## Extracted records
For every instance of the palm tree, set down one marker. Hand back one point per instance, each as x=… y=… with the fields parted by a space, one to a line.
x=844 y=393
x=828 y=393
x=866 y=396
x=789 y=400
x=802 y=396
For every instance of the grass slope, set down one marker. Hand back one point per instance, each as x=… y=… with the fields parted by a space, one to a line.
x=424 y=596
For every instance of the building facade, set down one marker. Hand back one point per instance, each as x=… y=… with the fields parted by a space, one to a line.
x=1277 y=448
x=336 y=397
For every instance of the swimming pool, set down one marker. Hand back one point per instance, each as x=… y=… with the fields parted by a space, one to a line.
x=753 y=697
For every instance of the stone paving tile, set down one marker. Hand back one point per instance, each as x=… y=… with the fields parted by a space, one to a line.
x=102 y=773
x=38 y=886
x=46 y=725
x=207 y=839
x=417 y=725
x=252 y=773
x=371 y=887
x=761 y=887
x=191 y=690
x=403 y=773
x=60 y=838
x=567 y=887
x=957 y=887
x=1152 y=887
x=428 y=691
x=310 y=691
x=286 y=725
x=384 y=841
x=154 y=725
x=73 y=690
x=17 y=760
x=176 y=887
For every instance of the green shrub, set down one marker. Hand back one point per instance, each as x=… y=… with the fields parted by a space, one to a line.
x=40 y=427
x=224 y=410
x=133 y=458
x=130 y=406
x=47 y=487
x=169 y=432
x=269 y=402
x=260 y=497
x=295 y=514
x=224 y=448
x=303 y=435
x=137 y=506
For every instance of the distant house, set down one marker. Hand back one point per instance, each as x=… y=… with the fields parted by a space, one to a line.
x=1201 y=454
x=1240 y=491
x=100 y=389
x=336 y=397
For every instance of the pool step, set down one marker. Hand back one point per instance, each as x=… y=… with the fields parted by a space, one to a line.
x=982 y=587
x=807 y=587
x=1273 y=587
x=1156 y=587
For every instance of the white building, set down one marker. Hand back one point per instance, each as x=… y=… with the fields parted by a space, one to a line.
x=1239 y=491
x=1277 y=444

## Problem description
Only the line containing "For every instance of the white" and the lines after it, up to and including the last line of the data, should appear in the answer, exactly as written.

## Output
For every instance of the white building, set down one marker. Hand back one point per instance, each as x=… y=… with the fields parted by a space, one to a line.
x=1239 y=491
x=1277 y=444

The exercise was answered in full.